Can you pull out, word for word, the passage of the article below about the duo Jeff and Paige that runs from "A few days after" up to and including "a puzzle-piece mishap."?

- _Article_

+--

On a spectacularly clear fall day with panoramic views of the Flatirons, parents spread picnic blankets on the ground to stake out territory in front of the Thorne Nature Experience in east Boulder. Little ones wearing rainbow knee socks dance and play as they wait for the musicians to take the stage.

Duo act Jeff and Paige—Jeff Kagan, 36, and Paige Doughty, 35—are about to perform the interactive, kid-friendly nature songs that have made them a beloved part of the Boulder community and its many young families for years. The pair’s topical, educational music is neither lofty nor preachy, and (attention, Frozen’d-out parents!) it’s listenable for you, too.

A few days after that October performance, we sit on the floor at the couple’s Boulder home, while their 11-month-old son, Wolf, paws at a puzzle. There are family photos, a Van Halen poster, a rainbow no-sew fleece blanket, a piano, and a Beatles songbook. Kagan’s black backpack sits under a side table, a rainbow necktie peeking out. Doughty is sporting the high pigtails she wears at most Jeff and Paige shows. Kagan, in a lumberjack flannel, pulls Wolf in for a snuggle after a puzzle-piece mishap.

In a stream of witty back-and-forths, the couple details their journey from meeting as grad school classmates in 2005 to becoming a powerhouse educational performance duo. Since joining forces to become “Jeff and Paige” in 2008, they have attracted 900-strong crowds to Meadow Music, their popular weekly summer concerts in Chautauqua Park. Though the bulk of their income is CD sales and performances, they’ve also done consulting work and written jingles for companies like Horizon Organics. They’ve even witnessed an influx of “Jeff and Paige” Halloween costumes. And on November 1, they’ll celebrate the release of their fifth album, Mighty Wolf, with a concert at University of Colorado’s Glenn Miller Ballroom.

+--

- _Provided data_
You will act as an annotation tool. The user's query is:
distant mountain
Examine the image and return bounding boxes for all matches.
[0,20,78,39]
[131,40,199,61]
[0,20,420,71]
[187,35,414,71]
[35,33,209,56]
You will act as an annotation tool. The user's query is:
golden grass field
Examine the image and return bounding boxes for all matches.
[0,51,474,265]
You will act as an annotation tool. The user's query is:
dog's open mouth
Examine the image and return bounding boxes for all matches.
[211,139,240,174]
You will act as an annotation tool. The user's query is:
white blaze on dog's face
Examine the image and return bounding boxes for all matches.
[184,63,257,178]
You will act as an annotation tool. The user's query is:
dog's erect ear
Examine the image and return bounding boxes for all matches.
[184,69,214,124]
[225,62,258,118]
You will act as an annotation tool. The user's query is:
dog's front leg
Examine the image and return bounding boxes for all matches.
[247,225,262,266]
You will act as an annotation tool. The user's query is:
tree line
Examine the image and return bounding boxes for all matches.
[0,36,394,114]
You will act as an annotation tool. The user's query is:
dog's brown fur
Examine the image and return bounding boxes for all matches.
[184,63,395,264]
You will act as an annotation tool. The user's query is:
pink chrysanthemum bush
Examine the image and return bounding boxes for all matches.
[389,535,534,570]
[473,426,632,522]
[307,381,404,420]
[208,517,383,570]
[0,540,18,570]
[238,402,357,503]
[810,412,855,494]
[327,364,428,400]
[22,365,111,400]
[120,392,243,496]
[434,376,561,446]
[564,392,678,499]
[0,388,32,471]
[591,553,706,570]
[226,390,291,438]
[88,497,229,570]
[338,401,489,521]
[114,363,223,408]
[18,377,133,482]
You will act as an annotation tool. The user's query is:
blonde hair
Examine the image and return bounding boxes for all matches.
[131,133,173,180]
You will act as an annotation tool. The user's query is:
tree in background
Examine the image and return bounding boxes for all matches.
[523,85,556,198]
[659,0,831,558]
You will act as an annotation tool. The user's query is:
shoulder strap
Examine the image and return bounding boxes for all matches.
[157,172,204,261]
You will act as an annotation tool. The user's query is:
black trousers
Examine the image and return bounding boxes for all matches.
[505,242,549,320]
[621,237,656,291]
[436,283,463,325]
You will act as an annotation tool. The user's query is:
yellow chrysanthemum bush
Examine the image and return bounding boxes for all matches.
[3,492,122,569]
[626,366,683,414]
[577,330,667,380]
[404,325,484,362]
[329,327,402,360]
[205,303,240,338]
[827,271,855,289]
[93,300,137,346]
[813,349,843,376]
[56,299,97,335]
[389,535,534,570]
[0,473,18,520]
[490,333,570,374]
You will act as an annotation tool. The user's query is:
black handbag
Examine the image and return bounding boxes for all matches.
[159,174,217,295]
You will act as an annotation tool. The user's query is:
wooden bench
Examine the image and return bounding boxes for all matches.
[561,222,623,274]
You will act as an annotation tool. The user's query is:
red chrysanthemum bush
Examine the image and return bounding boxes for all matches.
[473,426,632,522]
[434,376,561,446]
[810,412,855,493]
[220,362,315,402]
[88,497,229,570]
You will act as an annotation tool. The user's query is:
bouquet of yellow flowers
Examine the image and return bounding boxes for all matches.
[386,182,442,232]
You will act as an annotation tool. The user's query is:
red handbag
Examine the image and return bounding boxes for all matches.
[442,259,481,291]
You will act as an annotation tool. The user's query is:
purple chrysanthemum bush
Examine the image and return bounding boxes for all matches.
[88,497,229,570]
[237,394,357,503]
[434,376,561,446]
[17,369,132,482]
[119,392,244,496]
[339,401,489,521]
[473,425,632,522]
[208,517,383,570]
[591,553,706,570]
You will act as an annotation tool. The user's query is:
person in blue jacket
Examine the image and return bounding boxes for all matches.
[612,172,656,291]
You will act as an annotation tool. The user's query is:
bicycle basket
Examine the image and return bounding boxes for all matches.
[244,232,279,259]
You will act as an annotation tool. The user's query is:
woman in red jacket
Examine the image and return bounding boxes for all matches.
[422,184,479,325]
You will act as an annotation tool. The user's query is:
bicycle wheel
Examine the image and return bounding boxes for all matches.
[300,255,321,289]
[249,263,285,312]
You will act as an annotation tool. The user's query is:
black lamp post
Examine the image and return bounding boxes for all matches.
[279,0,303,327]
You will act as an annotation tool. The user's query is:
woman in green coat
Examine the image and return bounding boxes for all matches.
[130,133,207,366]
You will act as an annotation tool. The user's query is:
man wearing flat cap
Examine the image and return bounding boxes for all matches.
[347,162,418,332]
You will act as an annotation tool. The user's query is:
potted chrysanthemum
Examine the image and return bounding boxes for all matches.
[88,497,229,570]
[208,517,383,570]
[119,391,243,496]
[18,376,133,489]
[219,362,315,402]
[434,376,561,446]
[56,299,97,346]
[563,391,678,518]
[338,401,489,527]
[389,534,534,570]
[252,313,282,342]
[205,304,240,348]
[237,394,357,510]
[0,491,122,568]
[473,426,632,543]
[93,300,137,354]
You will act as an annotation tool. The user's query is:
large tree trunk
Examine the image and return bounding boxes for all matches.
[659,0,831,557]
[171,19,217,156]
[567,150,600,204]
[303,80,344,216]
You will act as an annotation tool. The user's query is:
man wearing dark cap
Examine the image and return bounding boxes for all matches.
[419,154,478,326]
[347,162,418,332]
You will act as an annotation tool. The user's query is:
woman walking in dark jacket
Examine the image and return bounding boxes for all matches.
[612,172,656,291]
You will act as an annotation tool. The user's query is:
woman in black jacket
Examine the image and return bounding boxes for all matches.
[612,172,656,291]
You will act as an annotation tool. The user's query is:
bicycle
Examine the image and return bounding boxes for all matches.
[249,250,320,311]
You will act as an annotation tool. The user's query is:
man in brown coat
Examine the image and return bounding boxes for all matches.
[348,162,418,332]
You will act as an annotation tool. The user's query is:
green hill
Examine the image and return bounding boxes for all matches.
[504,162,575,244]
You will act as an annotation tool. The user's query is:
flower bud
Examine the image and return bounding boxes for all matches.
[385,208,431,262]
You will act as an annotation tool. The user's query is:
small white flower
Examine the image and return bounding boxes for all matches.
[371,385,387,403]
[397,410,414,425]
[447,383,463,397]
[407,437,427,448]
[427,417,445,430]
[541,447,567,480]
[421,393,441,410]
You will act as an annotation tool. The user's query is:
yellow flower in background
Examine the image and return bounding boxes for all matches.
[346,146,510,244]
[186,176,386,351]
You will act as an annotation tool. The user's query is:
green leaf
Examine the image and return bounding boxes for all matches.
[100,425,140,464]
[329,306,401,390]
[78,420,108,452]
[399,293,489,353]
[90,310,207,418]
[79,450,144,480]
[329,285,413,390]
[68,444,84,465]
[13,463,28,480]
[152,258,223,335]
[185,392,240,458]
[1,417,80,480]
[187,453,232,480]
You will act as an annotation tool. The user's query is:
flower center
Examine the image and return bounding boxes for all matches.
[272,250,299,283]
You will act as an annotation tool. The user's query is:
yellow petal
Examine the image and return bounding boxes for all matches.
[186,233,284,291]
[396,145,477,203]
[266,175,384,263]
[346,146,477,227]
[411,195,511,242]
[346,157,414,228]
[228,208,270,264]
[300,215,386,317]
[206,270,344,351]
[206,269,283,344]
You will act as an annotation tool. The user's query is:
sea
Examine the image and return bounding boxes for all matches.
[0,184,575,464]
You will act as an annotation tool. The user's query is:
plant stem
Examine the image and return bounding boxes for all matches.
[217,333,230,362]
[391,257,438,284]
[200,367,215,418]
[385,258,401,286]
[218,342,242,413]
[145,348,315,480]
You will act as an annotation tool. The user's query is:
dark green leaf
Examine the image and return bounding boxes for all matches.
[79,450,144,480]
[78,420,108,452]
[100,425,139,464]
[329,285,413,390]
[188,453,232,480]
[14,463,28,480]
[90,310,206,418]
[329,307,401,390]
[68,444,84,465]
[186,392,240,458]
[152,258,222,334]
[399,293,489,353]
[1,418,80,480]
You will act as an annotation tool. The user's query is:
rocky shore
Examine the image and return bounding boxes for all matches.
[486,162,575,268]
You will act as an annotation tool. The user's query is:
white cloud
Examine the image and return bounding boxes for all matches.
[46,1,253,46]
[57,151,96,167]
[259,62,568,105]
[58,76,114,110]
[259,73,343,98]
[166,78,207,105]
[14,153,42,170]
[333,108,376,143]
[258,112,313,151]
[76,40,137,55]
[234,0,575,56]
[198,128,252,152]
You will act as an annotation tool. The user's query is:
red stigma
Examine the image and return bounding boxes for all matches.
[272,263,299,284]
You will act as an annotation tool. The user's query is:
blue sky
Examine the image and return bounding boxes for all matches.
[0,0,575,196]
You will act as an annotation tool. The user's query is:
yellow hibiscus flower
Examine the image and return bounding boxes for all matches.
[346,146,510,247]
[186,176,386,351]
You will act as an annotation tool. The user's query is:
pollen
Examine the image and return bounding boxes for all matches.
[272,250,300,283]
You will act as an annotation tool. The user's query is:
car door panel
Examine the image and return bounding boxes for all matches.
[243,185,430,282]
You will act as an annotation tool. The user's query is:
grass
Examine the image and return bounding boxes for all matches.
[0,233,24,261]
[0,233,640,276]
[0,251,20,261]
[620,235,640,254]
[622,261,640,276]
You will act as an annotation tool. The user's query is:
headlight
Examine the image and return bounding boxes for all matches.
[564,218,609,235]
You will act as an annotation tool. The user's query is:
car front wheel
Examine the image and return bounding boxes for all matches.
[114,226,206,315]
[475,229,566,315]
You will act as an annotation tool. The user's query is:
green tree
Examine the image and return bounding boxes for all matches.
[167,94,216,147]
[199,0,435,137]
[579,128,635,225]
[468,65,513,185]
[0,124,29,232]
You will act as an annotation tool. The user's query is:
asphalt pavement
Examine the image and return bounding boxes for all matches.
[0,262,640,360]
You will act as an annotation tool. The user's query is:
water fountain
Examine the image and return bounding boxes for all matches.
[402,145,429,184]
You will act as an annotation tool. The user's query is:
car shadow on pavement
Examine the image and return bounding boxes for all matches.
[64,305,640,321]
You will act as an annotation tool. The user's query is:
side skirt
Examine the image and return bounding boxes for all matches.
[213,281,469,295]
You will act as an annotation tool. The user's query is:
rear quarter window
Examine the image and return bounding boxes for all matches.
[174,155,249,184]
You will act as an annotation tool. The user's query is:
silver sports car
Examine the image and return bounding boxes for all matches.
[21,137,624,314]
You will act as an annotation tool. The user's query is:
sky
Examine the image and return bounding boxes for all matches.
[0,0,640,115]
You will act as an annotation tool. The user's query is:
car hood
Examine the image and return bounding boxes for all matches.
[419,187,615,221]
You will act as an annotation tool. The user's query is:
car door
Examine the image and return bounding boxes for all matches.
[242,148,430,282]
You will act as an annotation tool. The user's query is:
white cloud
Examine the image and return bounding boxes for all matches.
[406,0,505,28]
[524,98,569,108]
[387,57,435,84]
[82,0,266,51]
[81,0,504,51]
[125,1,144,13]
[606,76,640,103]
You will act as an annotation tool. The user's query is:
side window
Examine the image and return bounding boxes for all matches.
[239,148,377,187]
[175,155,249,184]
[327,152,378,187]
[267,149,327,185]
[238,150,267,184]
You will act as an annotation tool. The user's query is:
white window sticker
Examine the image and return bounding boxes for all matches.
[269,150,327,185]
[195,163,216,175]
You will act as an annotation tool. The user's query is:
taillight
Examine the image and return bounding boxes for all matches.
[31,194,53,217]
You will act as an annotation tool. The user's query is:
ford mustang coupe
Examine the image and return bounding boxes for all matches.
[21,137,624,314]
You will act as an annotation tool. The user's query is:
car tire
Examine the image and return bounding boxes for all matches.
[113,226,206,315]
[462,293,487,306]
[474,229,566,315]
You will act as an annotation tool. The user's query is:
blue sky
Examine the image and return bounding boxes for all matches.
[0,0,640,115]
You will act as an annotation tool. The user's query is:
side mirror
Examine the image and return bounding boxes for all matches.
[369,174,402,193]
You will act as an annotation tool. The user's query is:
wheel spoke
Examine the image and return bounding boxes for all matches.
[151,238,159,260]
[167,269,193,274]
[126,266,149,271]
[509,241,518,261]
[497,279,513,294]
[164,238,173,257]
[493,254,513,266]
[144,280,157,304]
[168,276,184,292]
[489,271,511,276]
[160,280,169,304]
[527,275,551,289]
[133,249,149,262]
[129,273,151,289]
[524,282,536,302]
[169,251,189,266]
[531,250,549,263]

+--

- _Output for this exercise_
A few days after that October performance, we sit on the floor at the couple’s Boulder home, while their 11-month-old son, Wolf, paws at a puzzle. There are family photos, a Van Halen poster, a rainbow no-sew fleece blanket, a piano, and a Beatles songbook. Kagan’s black backpack sits under a side table, a rainbow necktie peeking out. Doughty is sporting the high pigtails she wears at most Jeff and Paige shows. Kagan, in a lumberjack flannel, pulls Wolf in for a snuggle after a puzzle-piece mishap.